**WHAT TO DO**
Go to the line containing "light in the photo above." in the records below. Repeat it and the lines after it exactly, all the way to the end.

**DATA SUPPLIED**
+ + + + +
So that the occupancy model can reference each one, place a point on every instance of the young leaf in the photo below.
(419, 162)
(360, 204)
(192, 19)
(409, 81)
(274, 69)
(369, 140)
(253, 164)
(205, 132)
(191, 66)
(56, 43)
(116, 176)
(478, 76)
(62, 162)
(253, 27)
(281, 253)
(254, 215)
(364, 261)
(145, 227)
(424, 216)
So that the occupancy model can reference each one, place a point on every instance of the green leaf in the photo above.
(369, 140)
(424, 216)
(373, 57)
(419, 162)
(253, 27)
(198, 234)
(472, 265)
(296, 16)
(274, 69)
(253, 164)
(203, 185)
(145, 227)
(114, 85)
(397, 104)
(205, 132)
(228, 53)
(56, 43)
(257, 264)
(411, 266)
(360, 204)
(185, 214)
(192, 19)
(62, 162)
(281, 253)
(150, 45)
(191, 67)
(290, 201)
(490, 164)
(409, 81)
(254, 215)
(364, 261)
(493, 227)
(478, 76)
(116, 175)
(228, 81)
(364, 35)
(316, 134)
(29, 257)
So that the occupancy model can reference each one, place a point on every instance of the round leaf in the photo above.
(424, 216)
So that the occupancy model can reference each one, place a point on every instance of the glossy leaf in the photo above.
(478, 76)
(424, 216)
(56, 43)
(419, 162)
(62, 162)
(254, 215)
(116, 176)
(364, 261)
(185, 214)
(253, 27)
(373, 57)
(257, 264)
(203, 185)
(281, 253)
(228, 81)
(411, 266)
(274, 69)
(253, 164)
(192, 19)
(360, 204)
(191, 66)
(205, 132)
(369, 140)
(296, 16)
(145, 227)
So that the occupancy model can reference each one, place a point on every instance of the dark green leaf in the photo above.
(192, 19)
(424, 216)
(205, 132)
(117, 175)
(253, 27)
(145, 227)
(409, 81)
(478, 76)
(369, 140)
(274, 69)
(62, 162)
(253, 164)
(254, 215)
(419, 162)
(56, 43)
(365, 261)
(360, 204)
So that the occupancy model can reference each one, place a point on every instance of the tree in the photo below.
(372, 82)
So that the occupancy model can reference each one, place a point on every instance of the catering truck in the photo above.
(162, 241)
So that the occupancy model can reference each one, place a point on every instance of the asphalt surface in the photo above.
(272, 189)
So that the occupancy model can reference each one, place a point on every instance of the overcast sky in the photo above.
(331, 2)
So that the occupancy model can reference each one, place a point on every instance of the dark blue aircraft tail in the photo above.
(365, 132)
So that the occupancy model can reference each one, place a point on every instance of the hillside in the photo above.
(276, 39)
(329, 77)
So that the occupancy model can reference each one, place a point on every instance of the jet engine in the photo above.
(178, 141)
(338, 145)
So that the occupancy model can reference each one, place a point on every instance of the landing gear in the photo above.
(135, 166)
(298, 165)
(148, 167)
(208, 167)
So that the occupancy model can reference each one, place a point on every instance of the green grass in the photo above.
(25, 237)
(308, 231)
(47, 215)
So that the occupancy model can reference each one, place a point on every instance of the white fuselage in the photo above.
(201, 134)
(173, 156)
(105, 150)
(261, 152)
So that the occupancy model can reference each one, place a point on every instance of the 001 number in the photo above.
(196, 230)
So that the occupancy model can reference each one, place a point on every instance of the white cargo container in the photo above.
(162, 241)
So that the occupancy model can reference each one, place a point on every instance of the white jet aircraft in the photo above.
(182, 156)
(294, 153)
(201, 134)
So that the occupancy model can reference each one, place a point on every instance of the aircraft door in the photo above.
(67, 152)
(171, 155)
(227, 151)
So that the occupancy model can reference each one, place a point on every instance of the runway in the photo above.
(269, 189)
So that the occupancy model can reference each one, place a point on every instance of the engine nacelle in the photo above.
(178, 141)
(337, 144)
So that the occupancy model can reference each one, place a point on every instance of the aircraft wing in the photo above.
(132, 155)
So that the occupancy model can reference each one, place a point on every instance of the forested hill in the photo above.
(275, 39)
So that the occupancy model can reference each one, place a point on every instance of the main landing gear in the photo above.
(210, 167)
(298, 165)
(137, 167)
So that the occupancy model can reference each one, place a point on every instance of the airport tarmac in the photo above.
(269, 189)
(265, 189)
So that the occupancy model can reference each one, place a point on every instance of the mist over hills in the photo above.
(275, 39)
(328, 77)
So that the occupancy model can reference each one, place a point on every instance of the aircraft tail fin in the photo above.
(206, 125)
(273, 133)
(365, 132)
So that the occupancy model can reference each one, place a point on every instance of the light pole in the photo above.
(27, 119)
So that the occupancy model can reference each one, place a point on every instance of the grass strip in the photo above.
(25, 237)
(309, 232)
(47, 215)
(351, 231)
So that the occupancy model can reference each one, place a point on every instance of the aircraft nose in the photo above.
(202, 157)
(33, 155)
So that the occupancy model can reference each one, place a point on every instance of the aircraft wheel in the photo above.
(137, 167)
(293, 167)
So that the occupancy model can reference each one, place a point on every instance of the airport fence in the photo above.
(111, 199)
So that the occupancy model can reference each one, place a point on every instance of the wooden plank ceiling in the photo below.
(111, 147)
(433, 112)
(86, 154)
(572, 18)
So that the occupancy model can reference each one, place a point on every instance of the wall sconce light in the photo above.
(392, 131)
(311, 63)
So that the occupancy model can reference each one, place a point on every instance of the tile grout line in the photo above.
+ + + + +
**EXPECTED ANSWER**
So that the occupancy model can reference each one, place a point on every instance of the wall sconce light in the photo above.
(392, 131)
(311, 63)
So that the occupancy model can reference each one, place a point on every instance of the tile grout line in the photo above.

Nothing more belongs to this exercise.